▸ TO DO
a) In the passage about Subway's bread, reproduce verbatim the span from "Anyway, mice fed" to "humans. It’s Science!".
b) According to the passage about Subway's bread, what name is the blogger Vani Hari also known by?

BEGIN PASSAGE FOR REVIEW

10 Subway’s use of azodicarbonamide in their bread.

Some blogger named Vani Hari—and this is the good news: bloggers can be influential—a.k.a. The Food Babe, took against Subway, even though nobody was forcing her to eat there. She freaked out over the chemical (boo!) the chain uses in their bread.

“Even more ridiculous is Hari’s guidance that ‘if you can’t spell it or pronounce it, you probably shouldn’t eat it.’ It is unclear when spelling became a parameter for toxicological evaluation.” Relying on her own advice, Hari would starve in China. How do you spell “duck tongue” (yum!)?

Anyway, mice fed diets of azodicarbonamide in bulk developed cancer at higher rates than mice not so cruelly treated, which is all the evidence activists (and the ever-present “State of California”) need to conclude it must cause cancer in humans. It’s Science!

9 “Formaldehyde found in baby shampoo”.

END PASSAGE FOR REVIEW
BEGIN DATASET EXTRACT

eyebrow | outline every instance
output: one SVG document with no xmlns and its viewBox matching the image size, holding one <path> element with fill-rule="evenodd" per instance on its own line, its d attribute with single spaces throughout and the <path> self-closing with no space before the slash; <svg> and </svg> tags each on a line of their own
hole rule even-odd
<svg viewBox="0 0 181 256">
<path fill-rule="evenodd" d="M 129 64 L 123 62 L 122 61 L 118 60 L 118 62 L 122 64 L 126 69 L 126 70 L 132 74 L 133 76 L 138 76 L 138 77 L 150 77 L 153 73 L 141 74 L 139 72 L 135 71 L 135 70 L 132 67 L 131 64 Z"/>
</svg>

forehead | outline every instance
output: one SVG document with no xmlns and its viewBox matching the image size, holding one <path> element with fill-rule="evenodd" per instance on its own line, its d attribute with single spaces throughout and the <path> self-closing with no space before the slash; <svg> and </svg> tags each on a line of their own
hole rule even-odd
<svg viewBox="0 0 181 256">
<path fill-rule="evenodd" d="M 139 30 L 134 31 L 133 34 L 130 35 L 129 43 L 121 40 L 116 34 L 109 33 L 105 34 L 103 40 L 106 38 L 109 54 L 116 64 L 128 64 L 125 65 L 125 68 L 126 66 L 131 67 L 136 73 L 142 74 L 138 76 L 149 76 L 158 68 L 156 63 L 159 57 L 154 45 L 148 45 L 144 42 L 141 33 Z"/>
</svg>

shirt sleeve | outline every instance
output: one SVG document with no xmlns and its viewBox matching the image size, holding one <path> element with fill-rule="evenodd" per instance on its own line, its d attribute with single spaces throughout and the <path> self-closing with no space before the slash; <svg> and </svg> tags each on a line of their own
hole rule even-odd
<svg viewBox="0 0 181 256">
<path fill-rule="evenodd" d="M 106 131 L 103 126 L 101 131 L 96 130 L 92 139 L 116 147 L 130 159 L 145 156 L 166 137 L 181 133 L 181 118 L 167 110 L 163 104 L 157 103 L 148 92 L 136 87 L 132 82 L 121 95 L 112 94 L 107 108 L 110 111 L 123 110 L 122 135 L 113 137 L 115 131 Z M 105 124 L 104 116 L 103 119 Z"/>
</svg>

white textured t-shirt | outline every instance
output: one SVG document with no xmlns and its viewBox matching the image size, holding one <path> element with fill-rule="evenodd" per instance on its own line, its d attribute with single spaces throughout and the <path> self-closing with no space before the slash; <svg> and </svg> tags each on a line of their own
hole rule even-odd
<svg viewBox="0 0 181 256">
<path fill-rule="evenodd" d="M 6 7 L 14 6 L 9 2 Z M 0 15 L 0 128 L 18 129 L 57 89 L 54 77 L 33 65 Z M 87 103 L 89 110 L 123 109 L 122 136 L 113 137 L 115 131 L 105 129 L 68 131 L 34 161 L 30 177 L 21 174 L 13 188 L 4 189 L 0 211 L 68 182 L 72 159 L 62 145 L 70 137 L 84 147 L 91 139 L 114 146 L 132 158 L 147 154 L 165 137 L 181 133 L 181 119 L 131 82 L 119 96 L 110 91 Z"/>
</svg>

END DATASET EXTRACT

▸ RESULTS FOR THE EXERCISE
a)
Anyway, mice fed diets of azodicarbonamide in bulk developed cancer at higher rates than mice not so cruelly treated, which is all the evidence activists (and the ever-present “State of California”) need to conclude it must cause cancer in humans. It’s Science!

b) The Food Babe.